» **SHORT TASK 1**
In the extract about noticing, which five senses are named?

» **EXTRACT TO READ**
[start]

When it happens, I’m typically in an airport, at a mall, or on a sidewalk, and notice I’m on a collision course with another person absorbed in their smart phone. Not wanting to create a scene or cause harm to myself or the other person, I change course.  As I do, the other person notices my movement and momentarily looks away from their phone, only to reengage, heading toward the next collision.

These incidents got me thinking about our extraordinary capacity to notice. We humans have been blessed with five senses: sight, hearing, touch, smell, and taste, which help us to fully experience and understand our presence in and connection to the space we occupy.  History, anthropology, and other sciences validate that human survival was based to great extent on our ability to notice when we were in danger and when we were safe. Noticing and then avoiding danger allowed us to flourish.

[end]

» **DATA SHOWN**
[start]

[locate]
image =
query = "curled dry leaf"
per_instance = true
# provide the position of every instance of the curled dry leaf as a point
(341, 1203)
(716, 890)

[end]
[start]

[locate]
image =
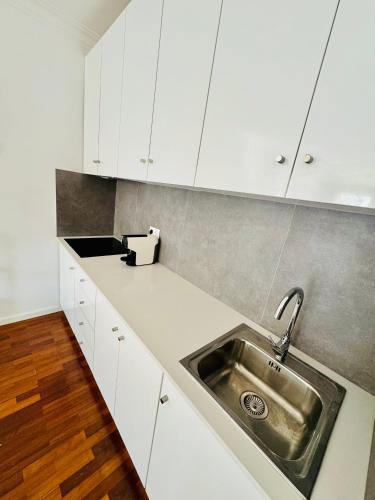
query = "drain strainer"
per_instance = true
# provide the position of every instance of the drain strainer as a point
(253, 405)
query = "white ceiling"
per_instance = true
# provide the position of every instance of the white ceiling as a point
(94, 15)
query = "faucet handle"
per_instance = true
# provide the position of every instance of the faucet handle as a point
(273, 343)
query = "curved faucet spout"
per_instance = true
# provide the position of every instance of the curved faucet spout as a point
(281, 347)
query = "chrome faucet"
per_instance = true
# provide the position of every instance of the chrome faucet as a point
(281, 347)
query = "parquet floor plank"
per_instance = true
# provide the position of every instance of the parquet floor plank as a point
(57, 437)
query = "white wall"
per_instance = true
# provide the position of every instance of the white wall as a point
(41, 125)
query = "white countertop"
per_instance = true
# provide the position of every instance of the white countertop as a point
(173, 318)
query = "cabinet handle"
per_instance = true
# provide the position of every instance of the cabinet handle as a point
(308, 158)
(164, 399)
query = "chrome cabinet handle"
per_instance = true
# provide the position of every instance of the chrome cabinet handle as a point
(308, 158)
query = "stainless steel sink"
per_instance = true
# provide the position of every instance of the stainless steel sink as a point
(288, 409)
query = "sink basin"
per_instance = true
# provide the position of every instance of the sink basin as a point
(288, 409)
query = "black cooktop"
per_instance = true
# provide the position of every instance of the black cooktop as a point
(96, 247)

[end]
[start]

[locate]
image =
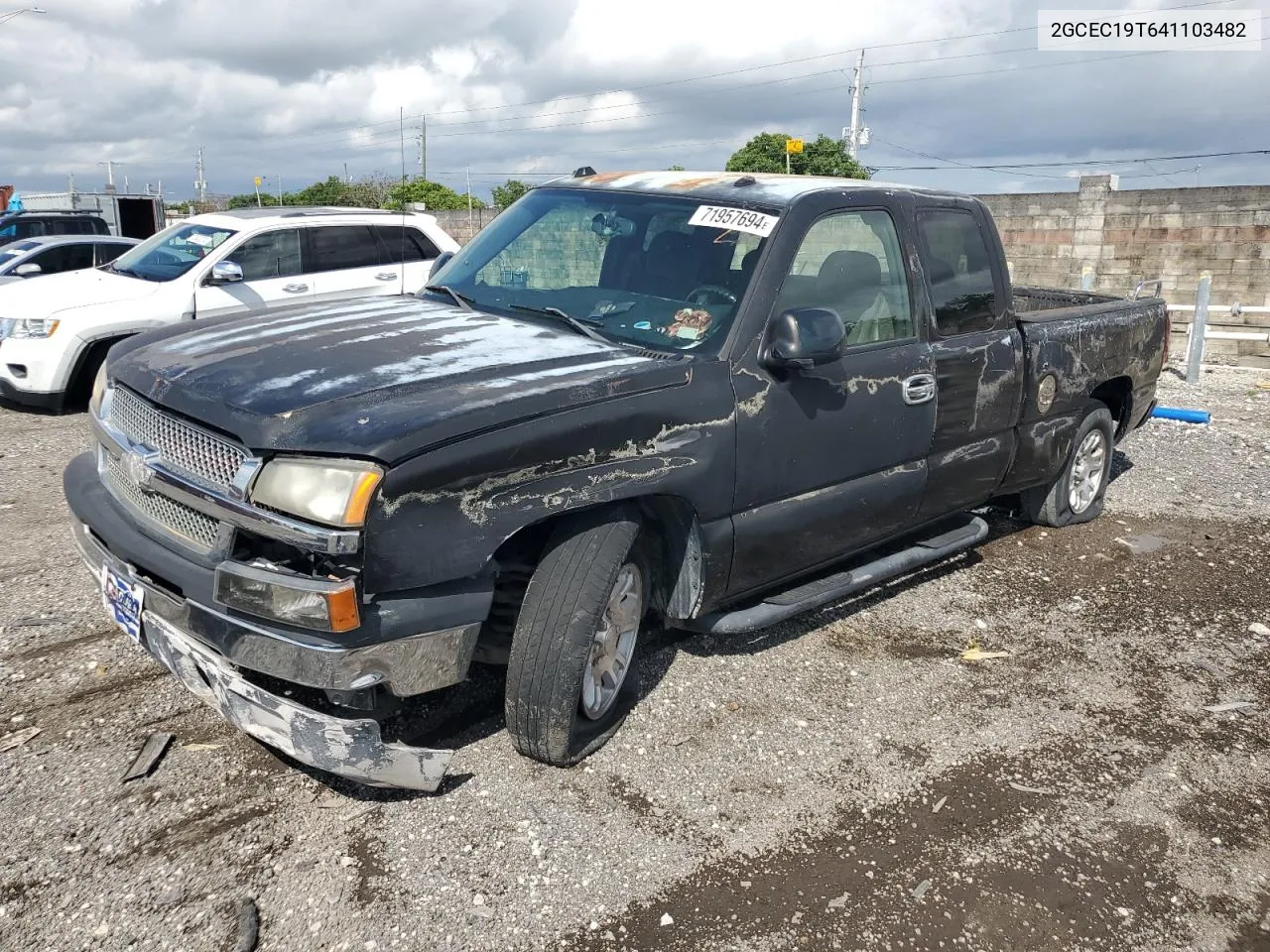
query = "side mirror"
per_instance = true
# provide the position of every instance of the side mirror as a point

[end]

» **SHORT TASK 2**
Locate every line in the entries that contains the string "cooktop", and copy each one.

» **CORRECT RESPONSE 1**
Sight, hearing, touch, smell, and taste.

» **CORRECT RESPONSE 2**
query = "black cooktop"
# provide the position of every instance of the black cooktop as a point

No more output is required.